▶ The task: Each line in the material below must be transcribed exactly; no picture belongs in the copy.

——————

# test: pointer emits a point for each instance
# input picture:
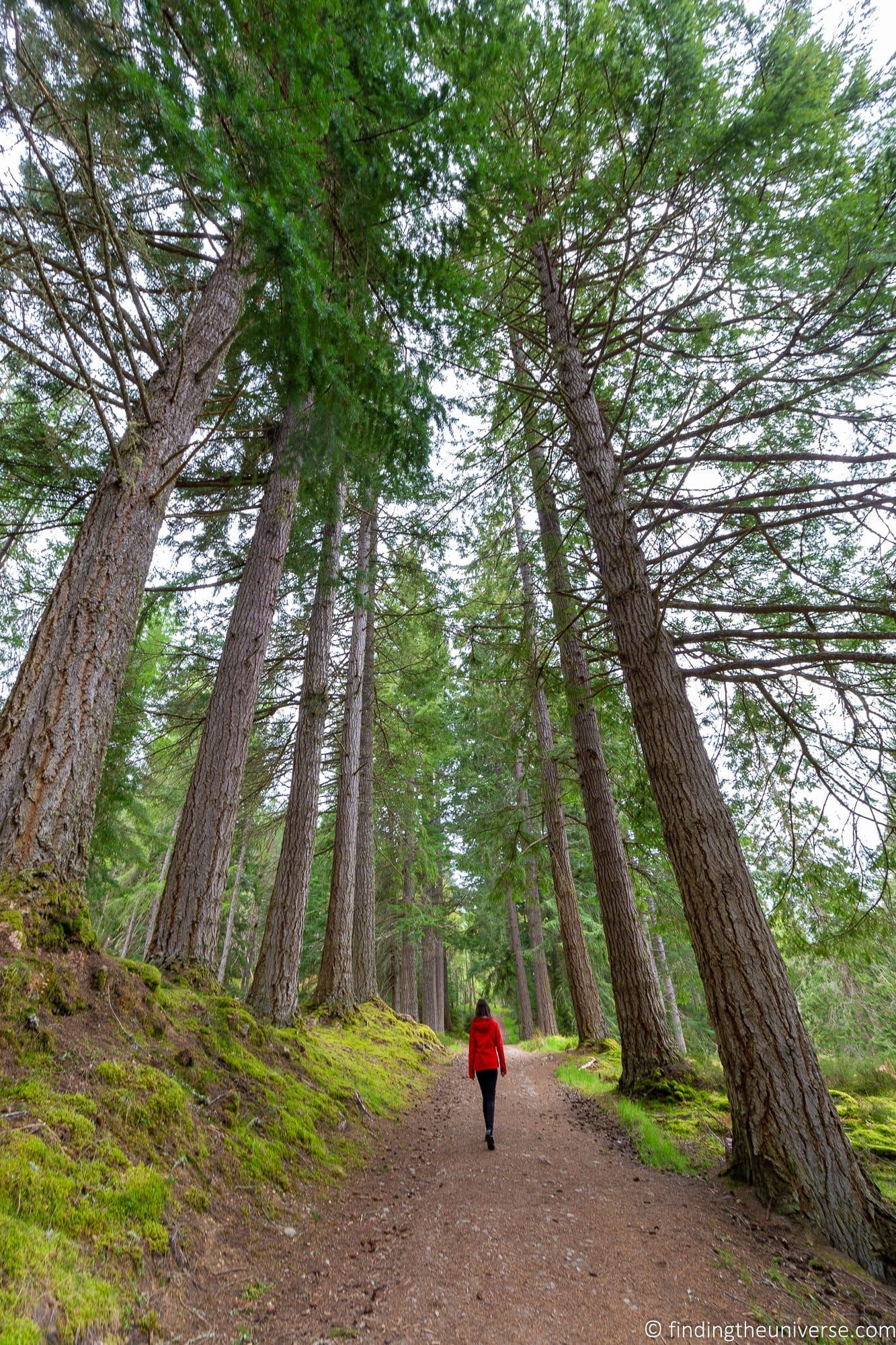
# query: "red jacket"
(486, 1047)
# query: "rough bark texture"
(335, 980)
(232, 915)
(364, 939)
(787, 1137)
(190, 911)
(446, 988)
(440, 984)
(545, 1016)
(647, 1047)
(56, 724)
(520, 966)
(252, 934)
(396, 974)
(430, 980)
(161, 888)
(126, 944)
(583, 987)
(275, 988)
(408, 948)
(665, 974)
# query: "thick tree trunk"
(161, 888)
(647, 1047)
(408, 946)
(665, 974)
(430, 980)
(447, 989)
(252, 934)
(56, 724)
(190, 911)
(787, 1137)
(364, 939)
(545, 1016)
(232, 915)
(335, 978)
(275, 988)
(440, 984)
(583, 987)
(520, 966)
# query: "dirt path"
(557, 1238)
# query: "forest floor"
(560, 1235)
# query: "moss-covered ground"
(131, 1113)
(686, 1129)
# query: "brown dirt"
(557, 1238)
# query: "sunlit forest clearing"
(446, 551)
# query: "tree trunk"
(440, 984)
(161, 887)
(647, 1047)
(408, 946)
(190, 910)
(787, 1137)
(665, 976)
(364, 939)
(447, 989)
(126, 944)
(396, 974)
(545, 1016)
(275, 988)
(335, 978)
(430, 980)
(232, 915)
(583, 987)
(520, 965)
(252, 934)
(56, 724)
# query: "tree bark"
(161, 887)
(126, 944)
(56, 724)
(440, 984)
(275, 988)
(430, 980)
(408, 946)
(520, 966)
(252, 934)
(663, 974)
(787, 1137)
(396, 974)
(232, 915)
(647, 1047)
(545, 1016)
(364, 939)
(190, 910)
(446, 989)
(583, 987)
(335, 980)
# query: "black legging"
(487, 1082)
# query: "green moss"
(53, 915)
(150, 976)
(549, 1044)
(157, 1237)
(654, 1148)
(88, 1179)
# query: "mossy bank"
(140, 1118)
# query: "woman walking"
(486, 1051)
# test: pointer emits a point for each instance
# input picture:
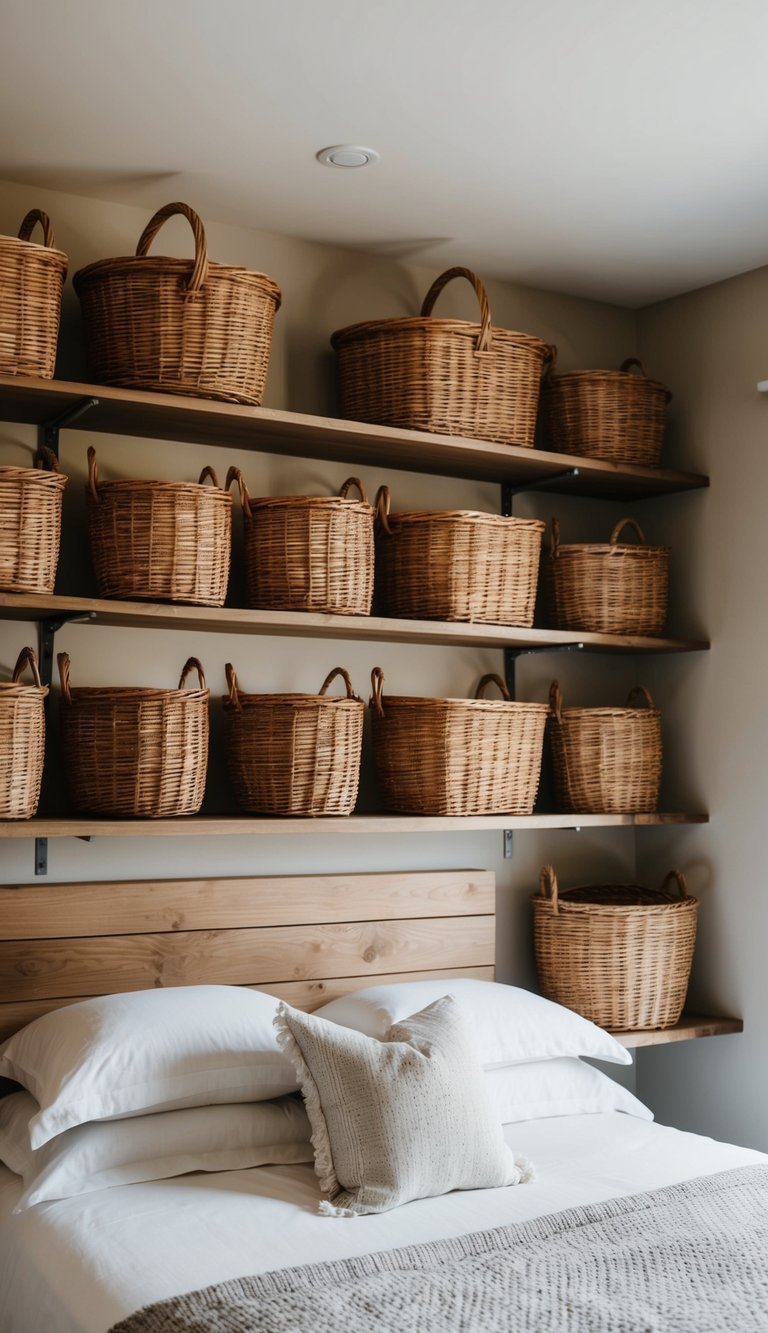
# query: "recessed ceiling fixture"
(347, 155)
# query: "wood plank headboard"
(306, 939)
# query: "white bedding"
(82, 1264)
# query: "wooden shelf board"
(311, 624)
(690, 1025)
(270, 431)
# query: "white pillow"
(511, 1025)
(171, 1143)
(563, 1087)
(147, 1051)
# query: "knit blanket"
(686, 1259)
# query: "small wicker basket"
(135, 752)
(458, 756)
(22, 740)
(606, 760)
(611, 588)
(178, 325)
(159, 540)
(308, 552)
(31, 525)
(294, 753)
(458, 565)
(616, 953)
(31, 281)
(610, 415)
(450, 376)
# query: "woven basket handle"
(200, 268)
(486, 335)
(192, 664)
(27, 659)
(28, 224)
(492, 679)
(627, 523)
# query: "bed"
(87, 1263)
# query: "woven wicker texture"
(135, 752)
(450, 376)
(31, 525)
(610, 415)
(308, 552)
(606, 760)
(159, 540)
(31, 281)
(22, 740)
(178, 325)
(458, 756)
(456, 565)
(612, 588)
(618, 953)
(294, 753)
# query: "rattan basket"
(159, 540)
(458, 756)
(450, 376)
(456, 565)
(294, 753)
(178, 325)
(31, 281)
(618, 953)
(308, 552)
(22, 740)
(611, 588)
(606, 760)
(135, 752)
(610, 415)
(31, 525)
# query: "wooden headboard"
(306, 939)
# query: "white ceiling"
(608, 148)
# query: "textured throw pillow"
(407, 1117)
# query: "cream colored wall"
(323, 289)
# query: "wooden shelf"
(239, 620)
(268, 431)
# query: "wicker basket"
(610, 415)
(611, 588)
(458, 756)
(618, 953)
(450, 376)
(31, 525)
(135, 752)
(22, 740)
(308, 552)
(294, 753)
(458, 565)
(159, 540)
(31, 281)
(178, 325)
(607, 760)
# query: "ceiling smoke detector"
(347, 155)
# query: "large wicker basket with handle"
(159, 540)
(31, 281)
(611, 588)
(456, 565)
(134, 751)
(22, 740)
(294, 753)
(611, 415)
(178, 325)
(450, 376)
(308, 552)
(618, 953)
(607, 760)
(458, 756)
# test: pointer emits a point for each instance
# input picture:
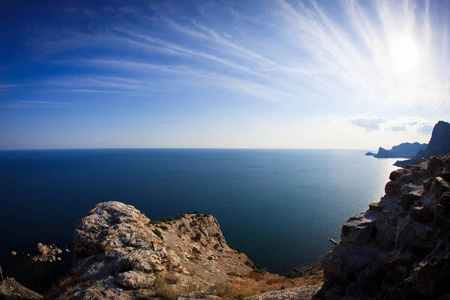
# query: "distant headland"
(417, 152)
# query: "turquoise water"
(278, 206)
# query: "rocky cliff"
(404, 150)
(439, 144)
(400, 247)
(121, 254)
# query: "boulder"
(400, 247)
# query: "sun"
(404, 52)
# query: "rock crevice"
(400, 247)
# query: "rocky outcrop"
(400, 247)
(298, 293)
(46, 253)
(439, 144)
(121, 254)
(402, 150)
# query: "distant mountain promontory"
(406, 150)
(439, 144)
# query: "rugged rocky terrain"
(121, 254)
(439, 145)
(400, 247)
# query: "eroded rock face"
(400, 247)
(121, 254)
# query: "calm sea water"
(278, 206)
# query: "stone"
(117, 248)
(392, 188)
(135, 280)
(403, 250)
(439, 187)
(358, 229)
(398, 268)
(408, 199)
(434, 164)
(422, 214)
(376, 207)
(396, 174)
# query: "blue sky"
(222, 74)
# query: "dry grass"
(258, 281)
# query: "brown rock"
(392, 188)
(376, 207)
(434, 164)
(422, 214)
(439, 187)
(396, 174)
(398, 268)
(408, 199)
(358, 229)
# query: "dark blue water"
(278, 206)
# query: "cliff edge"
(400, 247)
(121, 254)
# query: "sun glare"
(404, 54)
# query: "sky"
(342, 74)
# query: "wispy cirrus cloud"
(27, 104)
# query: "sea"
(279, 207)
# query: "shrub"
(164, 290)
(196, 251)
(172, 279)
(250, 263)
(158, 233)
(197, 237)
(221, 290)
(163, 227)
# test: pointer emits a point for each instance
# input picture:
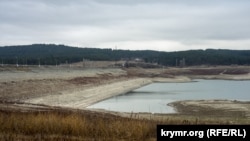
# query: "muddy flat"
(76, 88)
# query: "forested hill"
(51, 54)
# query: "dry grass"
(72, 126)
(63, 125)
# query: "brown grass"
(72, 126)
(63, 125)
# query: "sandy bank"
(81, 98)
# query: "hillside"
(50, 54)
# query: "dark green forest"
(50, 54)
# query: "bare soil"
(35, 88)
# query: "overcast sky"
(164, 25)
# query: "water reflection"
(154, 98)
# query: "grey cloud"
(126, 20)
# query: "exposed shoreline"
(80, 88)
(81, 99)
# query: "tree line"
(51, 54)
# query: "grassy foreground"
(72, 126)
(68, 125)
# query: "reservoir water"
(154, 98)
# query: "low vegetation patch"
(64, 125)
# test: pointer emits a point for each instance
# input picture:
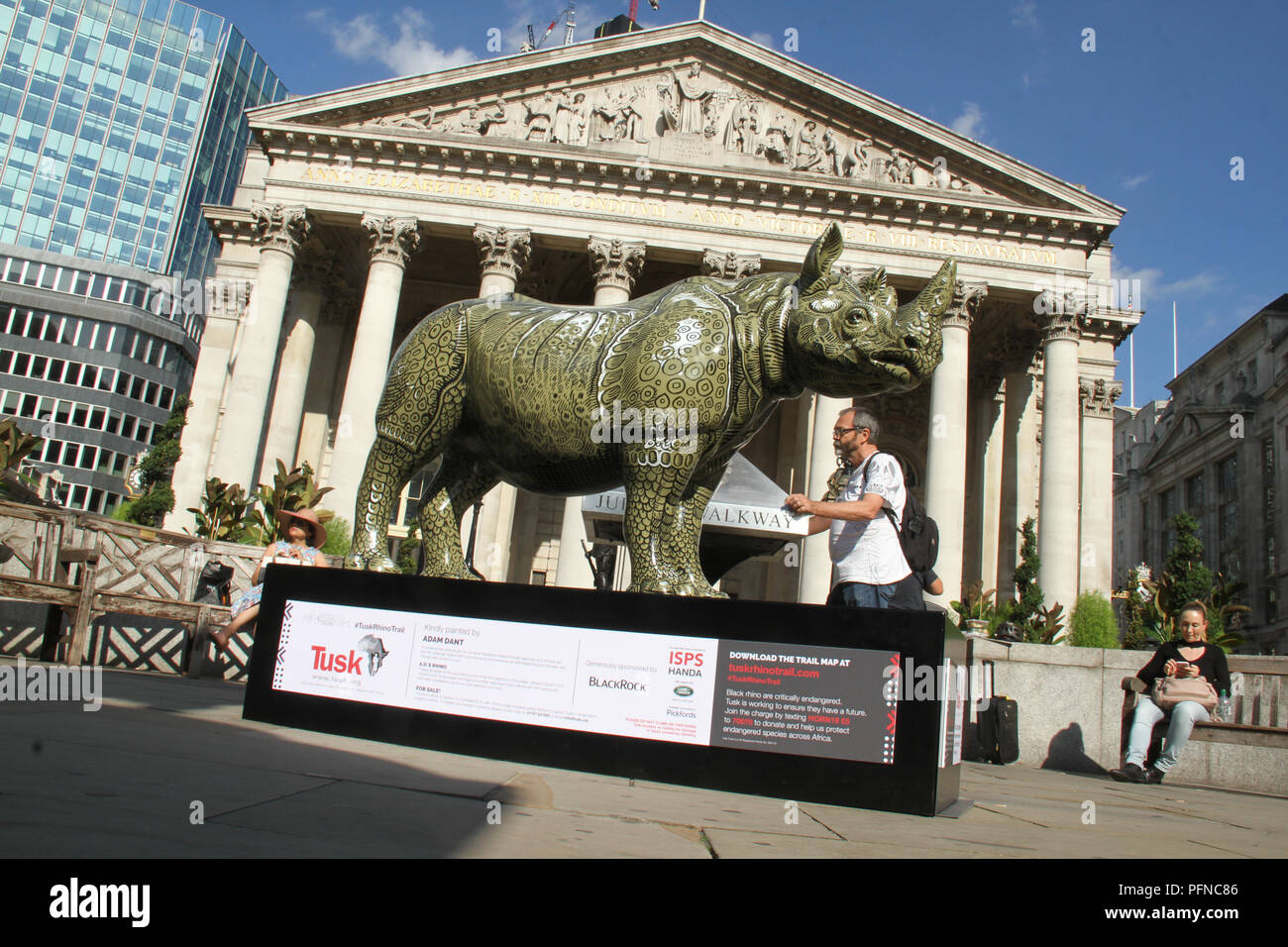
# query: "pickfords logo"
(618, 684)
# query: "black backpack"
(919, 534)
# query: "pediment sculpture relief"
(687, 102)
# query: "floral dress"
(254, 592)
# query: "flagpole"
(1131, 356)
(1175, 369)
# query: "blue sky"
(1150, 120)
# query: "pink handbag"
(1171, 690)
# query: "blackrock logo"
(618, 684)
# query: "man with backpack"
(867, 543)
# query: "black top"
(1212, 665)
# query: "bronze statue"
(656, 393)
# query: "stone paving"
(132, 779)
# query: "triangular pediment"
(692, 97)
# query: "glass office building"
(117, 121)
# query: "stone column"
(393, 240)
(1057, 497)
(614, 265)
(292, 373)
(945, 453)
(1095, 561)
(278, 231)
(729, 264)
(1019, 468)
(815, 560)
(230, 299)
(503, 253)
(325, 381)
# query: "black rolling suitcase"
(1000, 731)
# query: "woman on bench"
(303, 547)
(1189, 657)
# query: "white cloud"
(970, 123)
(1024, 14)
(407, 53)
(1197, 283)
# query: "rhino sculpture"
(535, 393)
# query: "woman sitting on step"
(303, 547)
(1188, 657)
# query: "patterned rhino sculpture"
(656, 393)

——————

▶ Exercise output:
# test: pointer emits a point for each instance
# input picture:
# query: "red jacket"
(486, 1047)
# query: "rough bark texture"
(335, 980)
(232, 915)
(364, 939)
(787, 1137)
(190, 911)
(446, 988)
(440, 984)
(545, 1016)
(647, 1047)
(56, 724)
(520, 966)
(252, 934)
(396, 974)
(430, 980)
(161, 888)
(126, 944)
(583, 987)
(275, 988)
(408, 948)
(665, 974)
# query: "thick tree trunk"
(161, 888)
(647, 1047)
(408, 946)
(665, 974)
(430, 980)
(447, 989)
(252, 934)
(56, 724)
(190, 911)
(787, 1137)
(364, 939)
(545, 1016)
(232, 915)
(335, 978)
(275, 988)
(440, 984)
(583, 987)
(520, 966)
# query: "dirt path"
(557, 1238)
# query: "forest floor"
(560, 1235)
# query: "moss-covered ground"
(131, 1113)
(686, 1129)
# query: "brown dirt"
(557, 1238)
# query: "sunlit forest clearing"
(446, 551)
# query: "tree trunk"
(440, 984)
(161, 887)
(647, 1047)
(408, 946)
(190, 910)
(787, 1137)
(665, 976)
(364, 939)
(447, 989)
(126, 944)
(396, 974)
(545, 1016)
(275, 988)
(335, 978)
(430, 980)
(232, 915)
(583, 987)
(520, 965)
(252, 934)
(56, 724)
# query: "tree bark"
(161, 887)
(126, 944)
(56, 724)
(440, 984)
(275, 988)
(430, 980)
(408, 946)
(520, 966)
(252, 934)
(663, 974)
(787, 1137)
(396, 974)
(232, 915)
(647, 1047)
(545, 1016)
(364, 939)
(190, 910)
(446, 989)
(583, 987)
(335, 980)
# query: "black legging"
(487, 1082)
# query: "green moss"
(53, 915)
(150, 976)
(549, 1044)
(157, 1237)
(654, 1148)
(88, 1179)
# query: "mossy bank"
(140, 1118)
# query: "woman walking"
(486, 1051)
# test: pointer emits a point for each instance
# input picture:
# query: "recessed ceiling fixture"
(347, 155)
# query: "wood plank headboard"
(306, 939)
# query: "white bedding"
(82, 1264)
# query: "wooden shelf board"
(311, 624)
(690, 1025)
(270, 431)
# query: "white pillow"
(511, 1025)
(171, 1143)
(563, 1087)
(147, 1051)
# query: "knit blanket"
(686, 1259)
# query: "small wicker basket"
(135, 752)
(458, 756)
(22, 740)
(606, 760)
(611, 588)
(178, 325)
(159, 540)
(308, 552)
(31, 525)
(294, 753)
(458, 565)
(616, 953)
(31, 281)
(610, 415)
(450, 376)
# query: "woven basket handle"
(200, 268)
(486, 335)
(192, 664)
(27, 659)
(28, 224)
(492, 679)
(627, 523)
# query: "bed"
(87, 1263)
# query: "woven wicker texture"
(135, 752)
(450, 376)
(31, 525)
(610, 415)
(308, 552)
(606, 760)
(159, 540)
(31, 281)
(22, 740)
(178, 325)
(458, 756)
(456, 565)
(612, 588)
(618, 953)
(294, 753)
# query: "rattan basket"
(159, 540)
(458, 756)
(450, 376)
(456, 565)
(294, 753)
(178, 325)
(31, 281)
(618, 953)
(308, 552)
(22, 740)
(611, 588)
(606, 760)
(135, 752)
(610, 415)
(31, 525)
# query: "wooden headboard"
(306, 939)
# query: "white ceiling"
(608, 148)
# query: "textured throw pillow"
(407, 1117)
# query: "cream colored wall"
(323, 289)
# query: "wooden shelf"
(239, 620)
(268, 431)
# query: "wicker basket"
(610, 415)
(611, 588)
(458, 756)
(618, 953)
(450, 376)
(31, 525)
(135, 752)
(22, 740)
(308, 552)
(294, 753)
(458, 565)
(159, 540)
(31, 281)
(178, 325)
(607, 760)
# query: "ceiling smoke detector"
(347, 155)
# query: "large wicker basket with handle"
(159, 540)
(31, 281)
(611, 588)
(456, 565)
(134, 751)
(22, 740)
(294, 753)
(611, 415)
(178, 325)
(450, 376)
(308, 552)
(618, 953)
(607, 760)
(458, 756)
# test: pointer emits a point for each instance
# input picture:
# query: "distant headland"
(417, 152)
# query: "turquoise water"
(278, 206)
# query: "rocky cliff"
(404, 150)
(439, 144)
(400, 247)
(121, 254)
# query: "boulder"
(400, 247)
# query: "sun"
(404, 52)
# query: "rock crevice"
(400, 247)
# query: "rocky outcrop"
(400, 247)
(298, 293)
(46, 253)
(439, 144)
(121, 254)
(402, 150)
# query: "distant mountain promontory"
(406, 150)
(439, 144)
# query: "rugged rocky terrain"
(121, 254)
(439, 145)
(400, 247)
# query: "eroded rock face"
(400, 247)
(121, 254)
# query: "calm sea water"
(278, 206)
# query: "stone"
(117, 248)
(392, 188)
(135, 280)
(403, 250)
(439, 187)
(358, 229)
(398, 268)
(408, 199)
(434, 164)
(422, 214)
(376, 207)
(396, 174)
# query: "blue sky"
(222, 74)
# query: "dry grass"
(258, 281)
# query: "brown rock"
(392, 188)
(376, 207)
(434, 164)
(422, 214)
(439, 187)
(396, 174)
(398, 268)
(408, 199)
(358, 229)
# query: "dark blue water"
(278, 206)
# query: "cliff edge"
(400, 247)
(121, 254)
# query: "sun glare"
(404, 54)
# query: "sky"
(342, 74)
# query: "wispy cirrus cloud"
(27, 104)
# query: "sea"
(279, 207)
# query: "shrub"
(164, 290)
(196, 251)
(172, 279)
(250, 263)
(158, 233)
(197, 237)
(221, 290)
(163, 227)
# test: pointer emits a point for each instance
# input picture:
# query: "muddy flat"
(76, 88)
# query: "forested hill"
(51, 54)
# query: "dry grass"
(72, 126)
(63, 125)
# query: "brown grass"
(72, 126)
(63, 125)
# query: "sandy bank"
(81, 98)
# query: "hillside"
(50, 54)
# query: "dark green forest"
(50, 54)
# query: "bare soil"
(35, 88)
# query: "overcast sky"
(164, 25)
# query: "water reflection"
(154, 98)
# query: "grey cloud"
(126, 20)
# query: "exposed shoreline"
(80, 88)
(81, 99)
# query: "tree line"
(51, 54)
# query: "grassy foreground"
(72, 126)
(68, 125)
# query: "reservoir water"
(154, 98)
# query: "low vegetation patch"
(64, 125)
# test: pointer emits a point for each instance
# input picture:
# query: "pickfords logo"
(618, 684)
# query: "black backpack"
(919, 534)
# query: "pediment sculpture relief"
(687, 102)
# query: "floral dress"
(254, 592)
# query: "flagpole"
(1131, 356)
(1175, 369)
# query: "blue sky"
(1150, 120)
# query: "pink handbag"
(1171, 690)
# query: "blackrock logo"
(618, 684)
# query: "man with backpack"
(867, 543)
# query: "black top"
(1212, 665)
# query: "bronze statue"
(656, 393)
# query: "stone paving"
(132, 779)
# query: "triangular pediment"
(692, 97)
# query: "glass office building"
(117, 121)
# query: "stone column"
(393, 240)
(1057, 497)
(614, 265)
(292, 373)
(945, 453)
(1095, 561)
(278, 231)
(729, 264)
(1019, 468)
(815, 560)
(230, 299)
(503, 253)
(325, 381)
# query: "black rolling suitcase"
(1000, 731)
# query: "woman on bench"
(303, 547)
(1189, 657)
# query: "white cloud"
(970, 123)
(1024, 14)
(407, 53)
(1197, 283)
# query: "rhino sculpture"
(535, 393)
# query: "woman sitting on step"
(303, 547)
(1188, 657)
# query: "patterned rhino sculpture"
(656, 393)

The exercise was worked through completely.